STATED PROBLEM 1 |
According to the page on training DeepSeek 671b, what does verl integrate to support large MoE models?

— BEGIN DOCUMENT EXCERPT —

# Training DeepSeek 671b

verl integrates Megatron to support large MoE models such as `Qwen3-235B-A22B` and `deepseek-ai/DeepSeek-V3`. This is an ongoing community effort.

In the journey the community added the following features and optimizations that enable verl with larger models:
- per tensor weight resharding between rollout and training
- context parallelism and expert parallelism enabled via megatron
- dynamic batch size (sequence balance) for megatron
- reduced ray-related serialization overhead
- optimizer offloading, recomputation, and efficient kernels
- various debugging metrics and utils

and the megatron backend now has a wider list of models supported:
- DeepSeek-V3
- Moonlight
- Qwen3
- Qwen2.5-VL (to be merged soon)

— END DOCUMENT EXCERPT —
— BEGIN MATERIAL SHOWN —

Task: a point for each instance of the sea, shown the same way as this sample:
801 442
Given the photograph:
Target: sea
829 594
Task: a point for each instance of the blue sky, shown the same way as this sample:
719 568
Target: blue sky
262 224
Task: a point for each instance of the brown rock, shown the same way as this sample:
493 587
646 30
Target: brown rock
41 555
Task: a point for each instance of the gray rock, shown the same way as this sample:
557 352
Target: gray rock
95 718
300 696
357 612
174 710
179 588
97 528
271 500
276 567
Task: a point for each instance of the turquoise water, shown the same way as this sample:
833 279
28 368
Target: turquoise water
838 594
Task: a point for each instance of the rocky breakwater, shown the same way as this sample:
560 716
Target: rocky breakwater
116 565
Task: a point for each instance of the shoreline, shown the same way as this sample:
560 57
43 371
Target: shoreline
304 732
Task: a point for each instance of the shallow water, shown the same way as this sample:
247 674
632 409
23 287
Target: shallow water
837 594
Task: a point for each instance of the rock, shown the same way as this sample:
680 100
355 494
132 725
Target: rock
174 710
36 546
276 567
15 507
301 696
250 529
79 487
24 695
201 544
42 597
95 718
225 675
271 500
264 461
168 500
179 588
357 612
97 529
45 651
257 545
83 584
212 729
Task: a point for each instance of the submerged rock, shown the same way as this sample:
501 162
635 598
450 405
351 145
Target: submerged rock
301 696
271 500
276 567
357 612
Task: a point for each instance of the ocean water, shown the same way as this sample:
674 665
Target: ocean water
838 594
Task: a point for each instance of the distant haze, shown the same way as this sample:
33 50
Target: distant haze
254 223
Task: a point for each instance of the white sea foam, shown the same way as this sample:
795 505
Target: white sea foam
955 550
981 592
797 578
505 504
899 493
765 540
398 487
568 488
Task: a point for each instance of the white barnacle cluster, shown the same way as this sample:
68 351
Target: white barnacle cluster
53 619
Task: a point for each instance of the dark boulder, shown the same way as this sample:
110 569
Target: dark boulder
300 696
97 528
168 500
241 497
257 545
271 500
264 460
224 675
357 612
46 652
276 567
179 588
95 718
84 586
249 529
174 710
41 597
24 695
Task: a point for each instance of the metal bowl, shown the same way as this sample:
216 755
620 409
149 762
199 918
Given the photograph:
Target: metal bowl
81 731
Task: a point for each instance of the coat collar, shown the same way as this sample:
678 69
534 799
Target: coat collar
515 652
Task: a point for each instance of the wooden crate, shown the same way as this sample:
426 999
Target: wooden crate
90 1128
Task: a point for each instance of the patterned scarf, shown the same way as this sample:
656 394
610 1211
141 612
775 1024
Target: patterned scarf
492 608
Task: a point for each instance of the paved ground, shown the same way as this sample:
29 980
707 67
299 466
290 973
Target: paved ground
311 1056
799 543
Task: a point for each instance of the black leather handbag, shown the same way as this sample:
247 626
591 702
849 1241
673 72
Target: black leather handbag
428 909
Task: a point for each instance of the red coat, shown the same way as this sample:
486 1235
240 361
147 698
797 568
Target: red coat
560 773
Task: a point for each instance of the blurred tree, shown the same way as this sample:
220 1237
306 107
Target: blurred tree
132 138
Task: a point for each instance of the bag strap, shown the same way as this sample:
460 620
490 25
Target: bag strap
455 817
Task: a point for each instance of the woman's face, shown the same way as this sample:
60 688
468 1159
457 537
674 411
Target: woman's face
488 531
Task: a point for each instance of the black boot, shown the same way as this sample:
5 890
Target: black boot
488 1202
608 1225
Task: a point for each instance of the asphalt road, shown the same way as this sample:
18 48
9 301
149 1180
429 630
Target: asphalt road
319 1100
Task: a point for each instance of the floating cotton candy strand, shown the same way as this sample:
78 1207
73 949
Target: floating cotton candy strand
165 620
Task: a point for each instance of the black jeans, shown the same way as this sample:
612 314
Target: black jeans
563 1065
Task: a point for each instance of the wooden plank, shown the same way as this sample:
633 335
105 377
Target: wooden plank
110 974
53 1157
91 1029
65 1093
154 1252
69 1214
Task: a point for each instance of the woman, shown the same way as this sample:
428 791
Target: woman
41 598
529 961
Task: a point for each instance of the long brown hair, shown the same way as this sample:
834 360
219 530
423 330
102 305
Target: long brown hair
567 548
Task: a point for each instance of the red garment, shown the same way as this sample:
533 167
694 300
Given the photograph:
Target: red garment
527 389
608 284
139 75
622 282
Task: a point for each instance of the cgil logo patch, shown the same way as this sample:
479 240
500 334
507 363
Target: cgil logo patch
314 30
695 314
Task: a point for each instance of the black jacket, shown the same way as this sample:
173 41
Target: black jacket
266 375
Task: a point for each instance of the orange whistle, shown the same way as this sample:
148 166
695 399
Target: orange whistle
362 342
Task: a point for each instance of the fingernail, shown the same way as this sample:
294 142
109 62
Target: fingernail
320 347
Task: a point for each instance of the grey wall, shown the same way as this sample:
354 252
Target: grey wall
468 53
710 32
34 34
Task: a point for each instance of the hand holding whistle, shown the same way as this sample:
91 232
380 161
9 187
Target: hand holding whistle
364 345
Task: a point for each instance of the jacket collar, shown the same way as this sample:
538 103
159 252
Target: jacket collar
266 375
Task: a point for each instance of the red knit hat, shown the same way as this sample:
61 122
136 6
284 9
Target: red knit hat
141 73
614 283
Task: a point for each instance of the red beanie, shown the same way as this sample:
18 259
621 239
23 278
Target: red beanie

— END MATERIAL SHOWN —

STATED PROBLEM 2 |
Edit the rows starting with the line containing "Task: a point for each instance of the red beanie, shown" and going on through the end of the rows, replacing "red beanie" with "red knit cap" and leaving everything else unchanged. Return only those lines.

EXPECTED ANSWER 1 |
Megatron

EXPECTED ANSWER 2 |
Task: a point for each instance of the red knit cap, shown the same way as this sample:
18 259
621 239
23 278
Target: red knit cap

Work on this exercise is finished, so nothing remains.